> _EXCERPT_
^^^^^^^^^^^^^^^^

# Interest group forums > Pest Control Industry Forum >  "P" & "T" Registrations

## Dave A

I have had a number of queries relating to the status of "T" registrations, particularly in respect of food safety audits.

This is my understanding of where we stand:

The issue of T registrations first came up about a year ago as a result of the change in Registrars. We had to defend a member of the Association against an accusation that T registrations were not lawful. 

The T system was implimented by agreement under Mr. E. Wolmarans. The current Registrar has stated that he is unhappy with the system, and it is currently being revised. It was agreed that the existing system would remain in force until the new regulations (being contemplated at the time) are implimented.

This is a process that has taken a year to date (I regret the wheels of government grind a trifle slow), and in fact our negotiations with the Department of Agriculture around the new regulations were only finalised at a meeting on the 21st February 2006. There is still a little while to go before the new regulations take effect as, apart from the need to be published, they rely heavily on unit standards which are currently being held up in the SAQA process, which in turn will delay implimentation.

Accordingly, the "status quo" remains and T registrations are still considered acceptable for the time being.

Just to clarify the direction the new regulations are taking; the requirements for P registrations are being brought into line with the current standards for T registrations. Accordingly, a T registration should not be considered sub-standard at this point.

----------


## Me2

Is there anything in writing that shows that the T registration are accepted by HACCP auditors? What is the status quo re the T registration above?

Regards
mark Enslin

----------


## Dave A

Consider for a moment the varying standards between HACCP auditors on rodent control, particularly placement of rodent bait stations.

Even if one auditor put in writing a position on "T" registrations, it does not mean that all would endorse it! In fact, probably the opposite. Better they focus on GMPs; *that* is what produces the results (no contamination). 

The regulatory "confusion" is on the verge of being cleared up anyway. The new regs were supposed to be published last week, but with true bureaucratic efficiency....  :Slap:  Maybe this week... or next week...

^^^^^^^^^^^^^^^^

> _DATA PROVIDED_
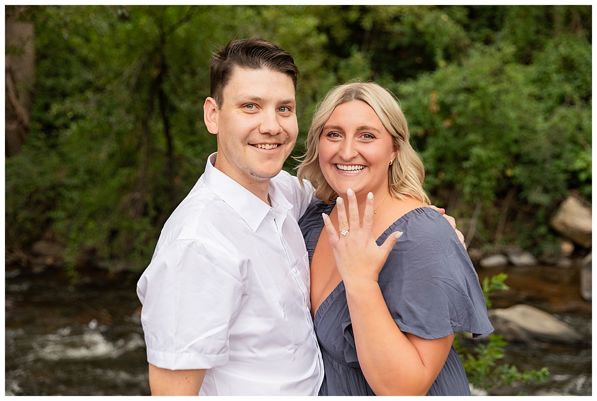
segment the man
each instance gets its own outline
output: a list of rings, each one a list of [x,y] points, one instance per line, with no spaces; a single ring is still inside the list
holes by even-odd
[[[316,395],[323,363],[297,223],[312,195],[281,172],[298,132],[298,69],[252,38],[214,54],[210,73],[217,153],[138,283],[152,393]]]
[[[204,118],[217,152],[137,285],[152,393],[316,395],[323,362],[297,223],[312,187],[281,171],[298,135],[298,69],[254,38],[214,54],[210,75]]]

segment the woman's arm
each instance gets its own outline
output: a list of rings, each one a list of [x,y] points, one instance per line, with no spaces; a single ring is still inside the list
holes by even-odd
[[[424,395],[445,363],[454,335],[424,340],[401,331],[377,276],[402,233],[388,236],[378,246],[373,235],[373,195],[368,196],[361,227],[356,198],[348,192],[348,218],[341,201],[337,205],[338,229],[350,230],[349,234],[341,237],[327,215],[324,219],[346,288],[359,363],[377,395]]]

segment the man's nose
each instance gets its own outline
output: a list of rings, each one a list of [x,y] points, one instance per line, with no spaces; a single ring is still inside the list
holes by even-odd
[[[276,135],[282,132],[282,126],[278,119],[276,110],[264,110],[261,114],[261,125],[259,126],[259,132],[261,134]]]

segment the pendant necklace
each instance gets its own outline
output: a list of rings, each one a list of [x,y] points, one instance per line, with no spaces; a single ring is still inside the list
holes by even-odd
[[[389,192],[387,193],[387,195],[390,195]],[[381,205],[383,203],[384,200],[385,200],[387,198],[387,195],[386,195],[386,198],[383,198],[383,200],[382,200],[381,203],[379,204],[379,206],[378,206],[377,208],[376,208],[376,209],[374,211],[373,211],[373,214],[377,214],[377,209],[379,209],[380,207],[381,207]]]

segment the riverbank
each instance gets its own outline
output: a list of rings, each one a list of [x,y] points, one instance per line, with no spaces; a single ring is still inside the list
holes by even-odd
[[[6,395],[149,395],[137,276],[81,269],[81,278],[72,285],[63,269],[6,265]],[[538,347],[509,343],[500,363],[519,370],[547,366],[549,379],[540,384],[503,386],[490,394],[591,395],[592,305],[578,293],[578,269],[478,269],[482,281],[501,272],[509,274],[510,289],[494,294],[493,308],[535,306],[589,342]]]

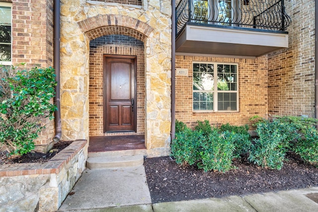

^^^^^^^^^^^^^^^^

> _WORK TO DO_
- a) Which lines of the rows contain the string "segment"? Gather each one, with case counting.
- b) How would the forum thread on pest control "T" registrations continue? Write what comes next, starting after its final sentence.

> _TASK ANSWERS_
- a)
segment the man
segment the woman's arm
segment the man's nose
segment the pendant necklace
segment the riverbank

- b)
From there, a clear course forward should be developed during Pestbiz.

----------


## Me2

Part of the problem with the T registration and HACCP auditors is that the Pest Industry themselves are shooting the qualification down. We all know and understand that there is always an erosion of personel from the larger companies. In essence the people migrating are the P qualified indiviuals that the smaller company absorb. This in effect means that whilst the smaller company has enough P qualified people to cover all bases, the larger company does not. Hence the larger companies need to use the T system in order to maintain the momentum. Here is where the problem arises because the company with excess capacity wants the contracts and therefore starts or fuels the fire of confusion. And in certain instances has created the abhorrence of T registered individuals with the Auditors at large.

It is a classic case of acting in own interests as oposed to the upliftment and sustainability of our industry.

Mark Enslin

----------


## Dave A

> It is a classic case of acting in own interests as oposed to the upliftment and sustainability of our industry.
> 
> Mark Enslin


In a nutshell - our biggest challenge. 

Acting totally out of personal interest can damage the industry. This is aggrevated when folk act literally with no thought of the downstream consequences past today.

It is important to uplift the industry - because this uplifts your business along with it.

Good to have you on board, Mark.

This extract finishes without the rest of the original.